TEXT UNDER STUDY:
*-*-*

Weren't these supposed to be gone now?

These urges to cover myself in scars and bloody, crusty red lines.

I ran my fingers along my arm, imagining feeling scabs turning into scars.

This. Is. Not. Fucking. Normal. To want to cover my entire body with lines and not give a shit about what people thought.

How can people go YEARS without discovery? Why does my mother stick her nose in my business?
I want out of fucking therapy.
I want summer to end.
I want to go back to blue jeans soaking up blood.
I want my razor back.
I want a new, sharp razor.
I want a razor to slice through my skin.
I want to watch my blood drip down.
I want to see as it beeds up along each red line.
I want you to stop fucking showering me in your triggering photos.

Thursday, July 1, 2010

I thought I was a bad liar.

You have no CLUE how easily I lied.

"Can you contract for safety today?"
-"Yup."

Except, no.

*-*-*

DATA EXTRACT:
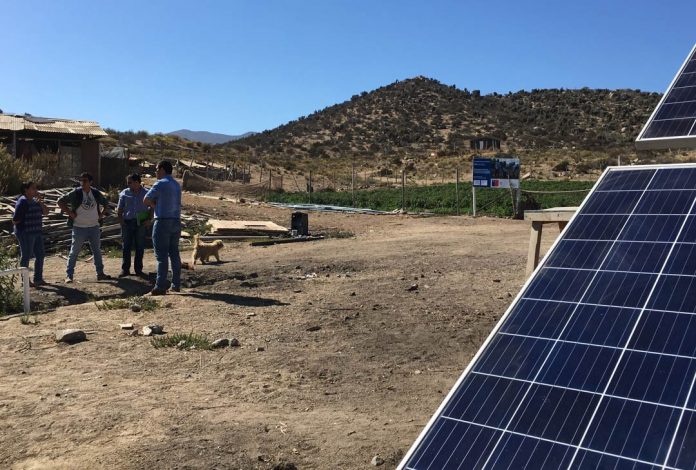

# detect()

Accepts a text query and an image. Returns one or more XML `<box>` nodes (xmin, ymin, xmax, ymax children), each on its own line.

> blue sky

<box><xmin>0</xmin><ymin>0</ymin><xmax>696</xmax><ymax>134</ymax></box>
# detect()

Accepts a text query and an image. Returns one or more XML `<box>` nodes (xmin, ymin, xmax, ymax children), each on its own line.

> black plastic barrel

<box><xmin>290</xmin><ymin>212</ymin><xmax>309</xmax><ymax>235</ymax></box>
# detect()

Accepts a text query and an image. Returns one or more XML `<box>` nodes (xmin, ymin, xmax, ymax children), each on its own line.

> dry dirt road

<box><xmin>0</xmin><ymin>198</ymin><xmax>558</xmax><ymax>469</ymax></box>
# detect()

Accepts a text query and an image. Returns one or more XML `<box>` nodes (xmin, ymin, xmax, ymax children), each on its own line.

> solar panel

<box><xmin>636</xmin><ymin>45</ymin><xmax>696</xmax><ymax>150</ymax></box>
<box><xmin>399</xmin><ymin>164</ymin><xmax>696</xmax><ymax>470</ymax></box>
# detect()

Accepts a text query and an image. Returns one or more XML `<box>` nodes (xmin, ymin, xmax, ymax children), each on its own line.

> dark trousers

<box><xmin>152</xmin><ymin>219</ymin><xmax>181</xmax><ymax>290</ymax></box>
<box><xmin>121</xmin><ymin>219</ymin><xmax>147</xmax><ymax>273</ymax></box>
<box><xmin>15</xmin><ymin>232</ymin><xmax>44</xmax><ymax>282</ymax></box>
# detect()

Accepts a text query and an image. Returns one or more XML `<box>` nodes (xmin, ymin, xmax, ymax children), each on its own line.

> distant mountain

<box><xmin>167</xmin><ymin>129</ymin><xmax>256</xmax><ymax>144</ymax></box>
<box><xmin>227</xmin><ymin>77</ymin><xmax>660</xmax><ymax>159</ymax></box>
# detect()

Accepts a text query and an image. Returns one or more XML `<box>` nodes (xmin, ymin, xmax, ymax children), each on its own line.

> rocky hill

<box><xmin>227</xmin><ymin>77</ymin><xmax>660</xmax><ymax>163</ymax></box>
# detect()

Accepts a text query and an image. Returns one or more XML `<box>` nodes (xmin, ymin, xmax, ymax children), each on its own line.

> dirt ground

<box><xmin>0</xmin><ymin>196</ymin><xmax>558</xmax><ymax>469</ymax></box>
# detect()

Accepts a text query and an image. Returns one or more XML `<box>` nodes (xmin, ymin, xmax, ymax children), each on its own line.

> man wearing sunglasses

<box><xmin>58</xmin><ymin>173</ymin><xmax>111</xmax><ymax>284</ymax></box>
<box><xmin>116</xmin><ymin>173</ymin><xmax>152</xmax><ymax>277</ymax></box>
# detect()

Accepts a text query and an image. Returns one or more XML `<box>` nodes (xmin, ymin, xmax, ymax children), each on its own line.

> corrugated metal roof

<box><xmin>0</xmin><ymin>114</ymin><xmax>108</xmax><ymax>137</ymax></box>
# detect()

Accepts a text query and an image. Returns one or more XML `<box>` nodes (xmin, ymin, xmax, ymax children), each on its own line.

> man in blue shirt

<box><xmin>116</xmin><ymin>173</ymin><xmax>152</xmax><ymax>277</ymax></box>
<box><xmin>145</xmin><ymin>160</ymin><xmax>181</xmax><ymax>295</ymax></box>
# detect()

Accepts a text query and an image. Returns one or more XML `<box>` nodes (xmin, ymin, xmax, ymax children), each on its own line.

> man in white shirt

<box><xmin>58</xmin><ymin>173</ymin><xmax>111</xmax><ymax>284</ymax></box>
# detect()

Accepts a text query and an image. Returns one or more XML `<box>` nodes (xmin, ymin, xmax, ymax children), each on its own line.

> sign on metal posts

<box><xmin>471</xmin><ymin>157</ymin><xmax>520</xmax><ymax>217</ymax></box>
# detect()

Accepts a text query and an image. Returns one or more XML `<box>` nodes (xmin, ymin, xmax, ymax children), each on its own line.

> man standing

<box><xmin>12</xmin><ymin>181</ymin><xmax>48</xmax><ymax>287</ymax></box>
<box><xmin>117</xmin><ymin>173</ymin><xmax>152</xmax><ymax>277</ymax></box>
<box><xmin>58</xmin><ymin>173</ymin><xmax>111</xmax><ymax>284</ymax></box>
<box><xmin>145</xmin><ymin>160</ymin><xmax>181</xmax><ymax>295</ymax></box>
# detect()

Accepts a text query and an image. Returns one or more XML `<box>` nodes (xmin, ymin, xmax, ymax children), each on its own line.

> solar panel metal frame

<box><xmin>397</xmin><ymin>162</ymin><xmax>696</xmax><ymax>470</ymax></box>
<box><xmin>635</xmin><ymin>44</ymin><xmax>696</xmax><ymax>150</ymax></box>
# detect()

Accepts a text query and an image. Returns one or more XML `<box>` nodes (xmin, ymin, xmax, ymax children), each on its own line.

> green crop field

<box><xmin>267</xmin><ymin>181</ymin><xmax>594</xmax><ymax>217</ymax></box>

*-*-*

TASK LIST:
**a)** Answer from the diary entries:
(i) What date heads the second entry?
(ii) Which season does the writer want to end?
(iii) What reply does the writer give to "Can you contract for safety today?"
**b)** Extend the diary entries, picking up after their final line.
The listing has no connection to the diary entries.

RESPONSES TO THE TASKS:
**a)**
(i) Thursday, July 1, 2010
(ii) Summer
(iii) "Yup."

**b)**
Except, I didn't.
Except, ever since I've been going to this place I've cut more than I have in the past MONTH.
Except, those pictures which I try to ignore pop up all over my god-forsaken News Feed and trigger the FUCK out of me.
Except, they took my razor and I have to make due with my piece of shit clippers.


So if I can lie so easily, who is lying to me?

Tuesday, June 29, 2010

Blue Folder Writings #3.

Blue eyes gaze towards mine, containing a twinkle full of hope and joy. Pulls on her lips raise them into a cute smile - infectious - it jumps to my face. My hand instinctively covers my smile, unsure of what it's purpose is.

Blue Folder Writings #2.

Hollow eyes pierced with knives leak a worthless soul unable to hold love for others or herself. When gazed into by others, they allude ea presence of a happy twinkle to turn away wondering hearts with good intentions. Whether or not hopes are high, the hollow eyes contain no twinkle of happy. It is only an illusion. Only.

Blue Folder Writings #1.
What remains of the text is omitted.